*GIVEN TASK*:
Extend the text on Chinese unmanned aerial vehicles below, picking up right after its final sentence.

━━━━━ PROVIDED TEXT ━━━━━

Chinese unmanned aerial vehicles

ASN-205 UAV and its follow-ons are Chinese UAVs developed by Xi'an Aisheng Technology Group Co., Ltd (西安爱生技术集团公司) ASN Technology Group Co., Ltd (西安爱生技术集团公司), also known as Northwestern Polytechnical University UAV Research Institute or 365th Institute , established in 1984.

==ASN-205==
ASN-205 is a fixed wing UAV that first appeared on September 6, 2009, during the practice parade of the 60th anniversary of parade on October 1, 2009. ASN-205 is intended as the successor of earlier ASN-104/105 series, and is intended mainly to perform missions of drones, while the other UAV, ASN-206, is intended for reconnaissance missions.

==ASN-206==

ASN-206 is a fixed wing UAV in twin boom layout with high wing configuration with twin-tail. Propulsion is provided by a two-blade propeller driven engine mounted at the rear end of the fuselage. ASN-206 was reportedly developed under the assistance of Tadiran Spectralink Ltd, an Israeli company specialising in the airborne communications and electronic countermeasures (ECM) systems, but this cannot be confirmed. Though classified by Chinese as a lightweight UAV, ASN-206 actually weighs more than 200 kg, and this was mainly caused by the technological bottleneck and limitation of industrial capability China faced back in the early 1990s. In 1996, ASN-206 won State Science and Technology Prizes. Specification:
- Wingspan (m): 6
- Length (m): 3.8
- Height (m): 1.4
- Weight (kg): 222
- Payload (kg): 50 max
- Endurance (hr): 4 – 8
- Max speed (km/h): 210
- Ceiling (km): 6
- Range (km): 150

==JWP01==
JWP01 is a fixed wing UAV in twin boom layout with high wing configuration. JWP01 is no longer in production and is in the process of being replaced by its successor JWP02, but some still remain in service. JWP01 is an ASN-206 specially adopted for artillery observation, with an electro-optical sensor payload mounted under the nose.

━━━━━ ENTRIES SUPPLIED ━━━━━

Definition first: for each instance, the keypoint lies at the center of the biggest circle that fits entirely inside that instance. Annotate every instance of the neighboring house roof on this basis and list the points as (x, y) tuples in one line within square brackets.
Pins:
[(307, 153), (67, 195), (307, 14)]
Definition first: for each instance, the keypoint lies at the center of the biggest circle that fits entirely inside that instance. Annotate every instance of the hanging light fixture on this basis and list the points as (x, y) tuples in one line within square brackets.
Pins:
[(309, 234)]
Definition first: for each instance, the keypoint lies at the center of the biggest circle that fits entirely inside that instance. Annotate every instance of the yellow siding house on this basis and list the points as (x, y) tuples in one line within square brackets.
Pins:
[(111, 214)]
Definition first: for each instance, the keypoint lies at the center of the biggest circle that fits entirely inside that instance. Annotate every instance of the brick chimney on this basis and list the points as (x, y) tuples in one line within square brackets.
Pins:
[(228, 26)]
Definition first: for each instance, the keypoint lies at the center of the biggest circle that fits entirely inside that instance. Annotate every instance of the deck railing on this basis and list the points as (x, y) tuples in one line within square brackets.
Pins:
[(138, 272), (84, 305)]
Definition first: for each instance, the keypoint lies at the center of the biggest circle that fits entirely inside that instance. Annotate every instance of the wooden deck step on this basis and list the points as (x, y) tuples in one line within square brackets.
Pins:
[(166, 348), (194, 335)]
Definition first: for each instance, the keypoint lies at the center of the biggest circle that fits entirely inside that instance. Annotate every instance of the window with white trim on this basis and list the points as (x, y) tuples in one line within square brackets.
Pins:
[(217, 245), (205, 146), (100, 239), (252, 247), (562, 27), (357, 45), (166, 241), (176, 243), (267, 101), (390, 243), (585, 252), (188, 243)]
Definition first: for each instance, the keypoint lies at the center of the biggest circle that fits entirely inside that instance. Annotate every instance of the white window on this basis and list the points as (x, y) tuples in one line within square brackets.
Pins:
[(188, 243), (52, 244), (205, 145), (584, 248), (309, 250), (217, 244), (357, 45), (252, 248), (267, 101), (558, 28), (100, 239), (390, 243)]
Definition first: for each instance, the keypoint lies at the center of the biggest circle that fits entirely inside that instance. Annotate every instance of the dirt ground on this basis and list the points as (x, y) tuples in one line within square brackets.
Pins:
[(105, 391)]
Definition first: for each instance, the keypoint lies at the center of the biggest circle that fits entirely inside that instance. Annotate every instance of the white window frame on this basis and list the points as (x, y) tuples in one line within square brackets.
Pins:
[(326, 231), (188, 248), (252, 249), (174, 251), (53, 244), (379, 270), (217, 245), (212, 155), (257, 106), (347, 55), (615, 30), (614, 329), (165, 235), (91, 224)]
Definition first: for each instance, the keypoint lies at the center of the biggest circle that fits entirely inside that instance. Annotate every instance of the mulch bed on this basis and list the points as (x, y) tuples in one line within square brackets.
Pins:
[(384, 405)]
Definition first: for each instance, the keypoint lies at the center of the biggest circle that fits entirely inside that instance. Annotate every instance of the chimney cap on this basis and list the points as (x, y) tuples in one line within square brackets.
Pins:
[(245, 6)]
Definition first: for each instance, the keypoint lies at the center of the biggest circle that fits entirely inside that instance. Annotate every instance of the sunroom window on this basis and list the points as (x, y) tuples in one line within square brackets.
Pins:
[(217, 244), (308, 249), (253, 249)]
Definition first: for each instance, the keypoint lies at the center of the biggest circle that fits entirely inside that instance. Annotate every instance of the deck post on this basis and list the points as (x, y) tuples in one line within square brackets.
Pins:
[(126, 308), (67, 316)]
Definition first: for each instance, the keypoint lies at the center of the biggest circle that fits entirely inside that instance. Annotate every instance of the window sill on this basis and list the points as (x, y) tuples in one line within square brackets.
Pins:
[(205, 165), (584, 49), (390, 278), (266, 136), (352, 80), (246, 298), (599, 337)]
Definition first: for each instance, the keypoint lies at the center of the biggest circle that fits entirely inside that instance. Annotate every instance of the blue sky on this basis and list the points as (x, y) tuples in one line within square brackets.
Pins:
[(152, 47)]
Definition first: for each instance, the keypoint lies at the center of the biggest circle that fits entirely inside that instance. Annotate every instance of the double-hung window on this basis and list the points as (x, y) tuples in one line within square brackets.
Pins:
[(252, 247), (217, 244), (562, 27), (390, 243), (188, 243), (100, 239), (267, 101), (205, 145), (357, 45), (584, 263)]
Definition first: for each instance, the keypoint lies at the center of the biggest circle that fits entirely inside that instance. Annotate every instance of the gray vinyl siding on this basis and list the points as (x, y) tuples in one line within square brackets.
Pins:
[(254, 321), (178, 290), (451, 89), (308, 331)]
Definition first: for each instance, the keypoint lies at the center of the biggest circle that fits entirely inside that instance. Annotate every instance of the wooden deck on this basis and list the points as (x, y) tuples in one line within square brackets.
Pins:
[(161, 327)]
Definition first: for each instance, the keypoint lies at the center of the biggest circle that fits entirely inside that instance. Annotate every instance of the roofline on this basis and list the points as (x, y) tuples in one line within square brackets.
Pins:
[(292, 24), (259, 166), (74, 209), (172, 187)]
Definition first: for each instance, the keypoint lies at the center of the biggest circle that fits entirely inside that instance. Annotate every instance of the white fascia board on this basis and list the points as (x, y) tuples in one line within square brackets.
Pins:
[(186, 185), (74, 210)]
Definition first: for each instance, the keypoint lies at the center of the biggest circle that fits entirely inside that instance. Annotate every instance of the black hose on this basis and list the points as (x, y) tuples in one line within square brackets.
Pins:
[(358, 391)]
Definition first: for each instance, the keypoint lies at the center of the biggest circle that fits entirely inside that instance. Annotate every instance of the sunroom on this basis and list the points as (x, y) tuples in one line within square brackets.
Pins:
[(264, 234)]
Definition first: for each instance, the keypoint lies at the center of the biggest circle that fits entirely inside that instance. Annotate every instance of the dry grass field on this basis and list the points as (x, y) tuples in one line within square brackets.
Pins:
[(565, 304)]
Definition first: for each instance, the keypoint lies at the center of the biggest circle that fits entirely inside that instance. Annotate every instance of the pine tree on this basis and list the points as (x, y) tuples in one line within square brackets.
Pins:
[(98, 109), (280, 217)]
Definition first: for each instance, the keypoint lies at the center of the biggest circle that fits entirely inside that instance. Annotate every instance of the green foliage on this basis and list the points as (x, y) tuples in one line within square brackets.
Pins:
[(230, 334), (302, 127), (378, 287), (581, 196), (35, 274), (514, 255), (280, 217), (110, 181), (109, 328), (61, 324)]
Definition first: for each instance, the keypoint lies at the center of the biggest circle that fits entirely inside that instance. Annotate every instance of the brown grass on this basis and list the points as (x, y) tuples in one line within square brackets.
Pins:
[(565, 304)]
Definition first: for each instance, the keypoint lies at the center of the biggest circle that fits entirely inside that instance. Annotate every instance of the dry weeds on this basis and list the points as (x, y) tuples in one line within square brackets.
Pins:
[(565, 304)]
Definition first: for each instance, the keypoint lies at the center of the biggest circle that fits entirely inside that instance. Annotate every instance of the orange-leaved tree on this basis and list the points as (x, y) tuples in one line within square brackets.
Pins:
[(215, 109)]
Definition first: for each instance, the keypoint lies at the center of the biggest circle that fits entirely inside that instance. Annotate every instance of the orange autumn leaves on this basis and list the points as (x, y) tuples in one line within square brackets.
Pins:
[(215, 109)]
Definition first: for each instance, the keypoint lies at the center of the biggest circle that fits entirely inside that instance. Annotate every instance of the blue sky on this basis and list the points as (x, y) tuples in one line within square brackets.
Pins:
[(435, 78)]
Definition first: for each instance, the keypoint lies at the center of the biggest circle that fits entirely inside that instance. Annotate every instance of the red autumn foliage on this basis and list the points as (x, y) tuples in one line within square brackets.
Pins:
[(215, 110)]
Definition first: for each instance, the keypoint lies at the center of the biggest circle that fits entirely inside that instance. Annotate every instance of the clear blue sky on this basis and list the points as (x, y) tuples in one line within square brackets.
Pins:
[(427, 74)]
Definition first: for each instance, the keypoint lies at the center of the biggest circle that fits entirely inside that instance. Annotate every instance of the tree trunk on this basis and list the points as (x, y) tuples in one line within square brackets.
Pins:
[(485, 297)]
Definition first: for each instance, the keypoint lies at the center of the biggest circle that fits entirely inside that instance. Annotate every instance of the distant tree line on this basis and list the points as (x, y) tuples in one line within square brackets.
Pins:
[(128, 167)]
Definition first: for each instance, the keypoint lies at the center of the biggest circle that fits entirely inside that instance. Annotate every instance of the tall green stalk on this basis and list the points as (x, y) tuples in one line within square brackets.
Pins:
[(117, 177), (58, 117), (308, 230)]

━━━━━

*EXERCISE OUTPUT*:
==ASN-207==
ASN-207 is a development of ASN-206 and shares an identical design layout. ASN-207 adopted a new engine and material during its design and construction, enabling it to increase its endurance and payload by doubling that of the original, thanks to the rapid advancement China made in technological and industrial capability. The range is also significantly increased.
- Payload (kg): 100 max
- Endurance (hr): 8 – 16
- Range (km): 600

==WZ-6==
WZ-6 is the development of ASN-207 adopted by the Chinese military. WZ = Wu Zhen, 无侦 in Chinese, short for Wu-Ren Zhen-Zha-Ji 无人侦察机 in Chinese, meaning pilotless reconnaissance aircraft. As its designation implies, this UAV is for reconnaissance missions. The most obvious distinction between WZ-6 and the original ASN-207 is the addition of a mushroom-shaped radome installed atop the fuselage, housing the communication antenna. In addition to the electro-optical payload, WZ-6 is also capable of carrying miniature radar to carry out reconnaissance missions.

==JWP02==
JWP02 UAV is a derivative of WZ-6 and has already entered service with the Chinese military. The most obvious external visual difference between WZ-6 and JWP02 is that the electro-optical turret mounted below the fuselage of WZ-6 is absent on JWP02. The exact function of JWP02 remains unclear because Chinese governmental establishments have not released any detailed information on this UAV other than photos of its deployment by the Chinese military. Presumably, it is used in reconnaissance missions.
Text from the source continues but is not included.